- What is expected -
Can you rewrite the lines below as a numbered list, from the line with "Can you find the moth antenna?" up to and including the line with "x=337, y=75", skipping any blank lines and leaving out the pictures?

- Supplied records -

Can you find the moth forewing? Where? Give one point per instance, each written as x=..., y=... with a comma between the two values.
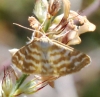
x=49, y=57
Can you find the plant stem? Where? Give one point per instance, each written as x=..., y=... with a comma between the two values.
x=18, y=84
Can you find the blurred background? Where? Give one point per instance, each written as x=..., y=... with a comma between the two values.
x=85, y=83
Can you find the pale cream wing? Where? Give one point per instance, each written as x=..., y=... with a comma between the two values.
x=65, y=60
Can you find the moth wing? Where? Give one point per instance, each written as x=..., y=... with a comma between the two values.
x=65, y=60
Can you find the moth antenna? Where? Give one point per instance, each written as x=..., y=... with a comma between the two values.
x=27, y=28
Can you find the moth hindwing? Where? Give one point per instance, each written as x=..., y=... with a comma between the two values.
x=49, y=57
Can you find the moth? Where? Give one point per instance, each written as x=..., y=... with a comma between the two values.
x=48, y=57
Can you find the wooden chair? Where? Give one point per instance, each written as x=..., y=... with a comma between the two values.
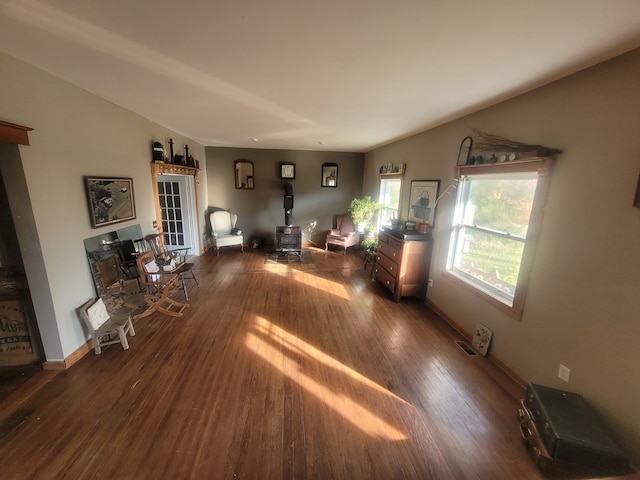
x=109, y=274
x=158, y=285
x=164, y=256
x=106, y=329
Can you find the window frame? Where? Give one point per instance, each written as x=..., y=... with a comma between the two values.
x=389, y=178
x=540, y=166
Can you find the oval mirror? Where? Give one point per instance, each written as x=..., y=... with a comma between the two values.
x=244, y=174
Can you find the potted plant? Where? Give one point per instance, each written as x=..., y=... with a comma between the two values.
x=364, y=213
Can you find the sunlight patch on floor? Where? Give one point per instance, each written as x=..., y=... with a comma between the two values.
x=334, y=288
x=277, y=346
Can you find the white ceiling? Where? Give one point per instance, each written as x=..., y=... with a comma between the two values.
x=337, y=75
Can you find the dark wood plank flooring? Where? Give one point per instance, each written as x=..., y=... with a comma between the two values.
x=275, y=372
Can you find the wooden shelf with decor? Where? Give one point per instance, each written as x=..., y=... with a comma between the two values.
x=391, y=175
x=540, y=164
x=159, y=168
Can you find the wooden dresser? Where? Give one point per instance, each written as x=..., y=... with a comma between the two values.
x=402, y=263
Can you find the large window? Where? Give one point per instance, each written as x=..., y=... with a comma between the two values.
x=492, y=238
x=389, y=198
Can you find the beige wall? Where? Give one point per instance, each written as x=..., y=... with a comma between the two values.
x=583, y=304
x=75, y=134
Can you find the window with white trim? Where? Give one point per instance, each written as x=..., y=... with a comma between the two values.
x=492, y=238
x=389, y=198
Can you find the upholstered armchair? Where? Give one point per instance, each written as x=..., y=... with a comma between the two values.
x=224, y=231
x=344, y=235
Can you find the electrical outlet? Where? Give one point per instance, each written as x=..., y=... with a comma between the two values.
x=564, y=372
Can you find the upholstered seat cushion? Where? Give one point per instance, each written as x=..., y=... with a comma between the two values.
x=223, y=228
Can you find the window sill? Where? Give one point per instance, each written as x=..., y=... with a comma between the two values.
x=514, y=311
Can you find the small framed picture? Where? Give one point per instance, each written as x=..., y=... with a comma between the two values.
x=465, y=151
x=110, y=200
x=422, y=206
x=329, y=175
x=288, y=171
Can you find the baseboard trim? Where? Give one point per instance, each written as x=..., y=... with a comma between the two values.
x=492, y=357
x=71, y=359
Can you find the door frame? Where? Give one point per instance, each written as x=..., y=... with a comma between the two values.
x=168, y=169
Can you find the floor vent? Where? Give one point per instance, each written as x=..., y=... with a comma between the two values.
x=466, y=348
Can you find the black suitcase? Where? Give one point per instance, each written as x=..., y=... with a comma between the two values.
x=569, y=430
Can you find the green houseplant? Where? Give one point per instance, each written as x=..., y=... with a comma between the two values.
x=364, y=213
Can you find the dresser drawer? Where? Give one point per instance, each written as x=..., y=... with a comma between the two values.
x=389, y=265
x=385, y=278
x=390, y=250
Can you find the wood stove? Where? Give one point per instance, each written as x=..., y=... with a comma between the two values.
x=288, y=238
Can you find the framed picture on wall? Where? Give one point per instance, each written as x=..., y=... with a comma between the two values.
x=329, y=175
x=422, y=202
x=110, y=200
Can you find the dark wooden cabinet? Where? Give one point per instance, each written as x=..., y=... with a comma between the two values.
x=402, y=263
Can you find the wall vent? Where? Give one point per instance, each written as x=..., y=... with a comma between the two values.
x=466, y=348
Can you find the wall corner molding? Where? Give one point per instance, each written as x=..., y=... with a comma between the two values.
x=12, y=133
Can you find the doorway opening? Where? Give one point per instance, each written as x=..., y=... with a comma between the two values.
x=176, y=195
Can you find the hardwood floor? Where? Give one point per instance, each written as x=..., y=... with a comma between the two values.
x=274, y=372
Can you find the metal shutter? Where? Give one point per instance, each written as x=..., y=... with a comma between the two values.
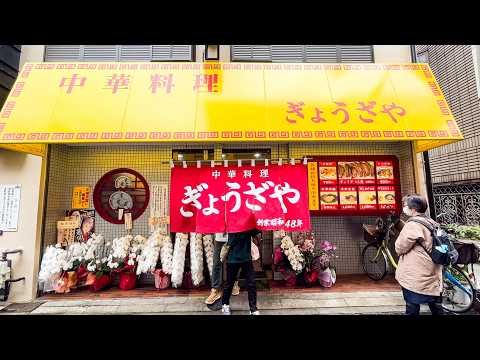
x=303, y=53
x=100, y=53
x=321, y=53
x=118, y=53
x=172, y=52
x=251, y=53
x=356, y=53
x=62, y=53
x=182, y=52
x=135, y=52
x=288, y=53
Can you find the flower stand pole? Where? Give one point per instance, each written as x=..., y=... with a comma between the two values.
x=162, y=280
x=128, y=280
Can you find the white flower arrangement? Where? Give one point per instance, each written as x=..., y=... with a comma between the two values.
x=148, y=258
x=208, y=248
x=196, y=258
x=92, y=247
x=181, y=242
x=293, y=253
x=166, y=255
x=52, y=265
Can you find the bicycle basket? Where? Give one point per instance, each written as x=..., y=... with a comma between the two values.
x=370, y=233
x=468, y=253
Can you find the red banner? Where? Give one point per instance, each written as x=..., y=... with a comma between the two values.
x=233, y=199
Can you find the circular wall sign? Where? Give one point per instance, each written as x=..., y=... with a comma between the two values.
x=121, y=189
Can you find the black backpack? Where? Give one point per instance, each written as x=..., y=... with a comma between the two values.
x=439, y=237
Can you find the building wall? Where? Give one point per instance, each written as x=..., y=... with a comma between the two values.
x=394, y=54
x=453, y=67
x=23, y=169
x=9, y=59
x=84, y=165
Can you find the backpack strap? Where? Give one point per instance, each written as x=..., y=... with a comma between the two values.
x=429, y=226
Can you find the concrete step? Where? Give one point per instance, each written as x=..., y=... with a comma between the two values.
x=275, y=303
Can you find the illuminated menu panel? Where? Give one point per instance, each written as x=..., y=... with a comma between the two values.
x=328, y=198
x=358, y=184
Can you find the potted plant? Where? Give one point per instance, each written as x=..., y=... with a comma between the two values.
x=323, y=263
x=103, y=275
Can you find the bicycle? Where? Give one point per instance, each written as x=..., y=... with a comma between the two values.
x=458, y=291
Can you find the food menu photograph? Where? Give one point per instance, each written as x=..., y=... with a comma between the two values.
x=358, y=184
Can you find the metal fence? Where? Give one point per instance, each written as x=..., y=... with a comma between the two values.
x=460, y=203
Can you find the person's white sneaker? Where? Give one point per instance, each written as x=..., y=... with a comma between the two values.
x=226, y=310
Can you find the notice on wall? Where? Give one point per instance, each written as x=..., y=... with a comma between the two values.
x=81, y=197
x=9, y=206
x=313, y=200
x=356, y=184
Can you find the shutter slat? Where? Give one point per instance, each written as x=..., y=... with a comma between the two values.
x=100, y=53
x=356, y=53
x=118, y=53
x=251, y=53
x=288, y=53
x=303, y=53
x=62, y=53
x=135, y=52
x=171, y=52
x=321, y=53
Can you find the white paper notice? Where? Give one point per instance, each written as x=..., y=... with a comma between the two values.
x=9, y=206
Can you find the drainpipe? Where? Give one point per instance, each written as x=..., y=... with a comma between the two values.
x=426, y=160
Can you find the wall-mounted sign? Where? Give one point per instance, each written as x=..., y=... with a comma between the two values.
x=356, y=185
x=313, y=200
x=234, y=199
x=81, y=197
x=85, y=220
x=189, y=102
x=121, y=190
x=9, y=206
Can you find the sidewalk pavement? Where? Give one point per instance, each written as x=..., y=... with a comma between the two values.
x=331, y=303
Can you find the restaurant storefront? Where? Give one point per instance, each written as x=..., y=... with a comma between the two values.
x=112, y=136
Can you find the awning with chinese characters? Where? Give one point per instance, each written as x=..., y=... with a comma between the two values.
x=178, y=102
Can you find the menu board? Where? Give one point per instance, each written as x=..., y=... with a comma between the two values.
x=348, y=198
x=328, y=198
x=358, y=185
x=386, y=197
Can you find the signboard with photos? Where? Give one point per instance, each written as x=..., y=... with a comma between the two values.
x=356, y=185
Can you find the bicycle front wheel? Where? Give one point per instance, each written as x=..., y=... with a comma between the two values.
x=374, y=262
x=458, y=292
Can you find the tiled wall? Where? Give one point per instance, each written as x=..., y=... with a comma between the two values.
x=84, y=165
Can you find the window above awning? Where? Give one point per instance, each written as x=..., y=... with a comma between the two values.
x=220, y=102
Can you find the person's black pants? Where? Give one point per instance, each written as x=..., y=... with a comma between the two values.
x=414, y=309
x=232, y=274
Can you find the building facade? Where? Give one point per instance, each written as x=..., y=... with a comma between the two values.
x=47, y=181
x=455, y=168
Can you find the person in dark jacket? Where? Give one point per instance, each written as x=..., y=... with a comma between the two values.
x=239, y=247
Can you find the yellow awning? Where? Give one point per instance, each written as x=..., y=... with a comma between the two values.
x=162, y=102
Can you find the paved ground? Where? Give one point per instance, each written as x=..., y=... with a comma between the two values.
x=389, y=302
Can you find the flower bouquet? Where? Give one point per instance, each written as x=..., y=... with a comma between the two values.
x=123, y=259
x=323, y=264
x=288, y=259
x=99, y=272
x=306, y=243
x=51, y=268
x=103, y=274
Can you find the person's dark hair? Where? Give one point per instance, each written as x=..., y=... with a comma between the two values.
x=417, y=202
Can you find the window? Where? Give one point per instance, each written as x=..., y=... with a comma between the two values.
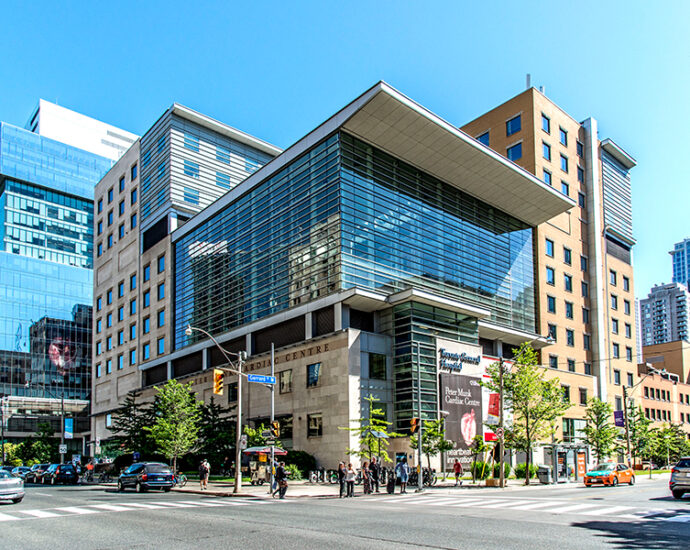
x=313, y=374
x=191, y=142
x=314, y=425
x=377, y=366
x=551, y=304
x=569, y=310
x=190, y=195
x=570, y=337
x=546, y=150
x=513, y=125
x=545, y=123
x=222, y=180
x=191, y=169
x=553, y=332
x=285, y=381
x=515, y=152
x=547, y=177
x=564, y=163
x=568, y=282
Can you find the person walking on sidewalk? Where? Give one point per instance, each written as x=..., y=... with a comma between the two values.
x=374, y=474
x=350, y=476
x=342, y=472
x=457, y=469
x=402, y=471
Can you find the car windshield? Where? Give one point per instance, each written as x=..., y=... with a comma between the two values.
x=158, y=468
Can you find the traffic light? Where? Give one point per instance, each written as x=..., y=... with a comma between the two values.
x=414, y=424
x=218, y=380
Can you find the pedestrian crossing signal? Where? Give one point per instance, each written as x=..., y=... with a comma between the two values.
x=414, y=424
x=218, y=380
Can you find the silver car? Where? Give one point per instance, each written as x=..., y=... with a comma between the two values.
x=11, y=488
x=680, y=478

- Complete response -
1. Can you find the moth antenna? Where? Give one point per instance, each written as x=..., y=... with a comma between the two values.
2. x=27, y=28
3. Can you find the moth hindwing? Where? Give one point per instance, each written as x=..., y=... with a comma between the two values.
4. x=49, y=57
5. Can you find the moth? Where? Give one point per instance, each written as x=..., y=... with a comma between the two values.
6. x=48, y=57
7. Can you find the wooden chair? Where? Give one point per instance, each written as x=..., y=... with a comma between the two values.
8. x=109, y=274
9. x=158, y=285
10. x=164, y=256
11. x=106, y=329
12. Can you find the window frame? Where? Give one point per instance, each written as x=..., y=... with a comma between the two values.
13. x=389, y=178
14. x=540, y=166
15. Can you find the oval mirror? Where? Give one point per instance, each written as x=..., y=... with a comma between the two values.
16. x=244, y=174
17. Can you find the potted plant? Where? Give one point per instance, each written as x=..., y=... with a comma between the two values.
18. x=364, y=213
19. Can you find the sunlight patch on floor? Where? Give one point per instance, each written as x=..., y=... with a comma between the two values.
20. x=334, y=288
21. x=277, y=346
22. Can you find the white ceiling? Where? Give one point per instance, each written as x=..., y=... with a comma between the two values.
23. x=337, y=75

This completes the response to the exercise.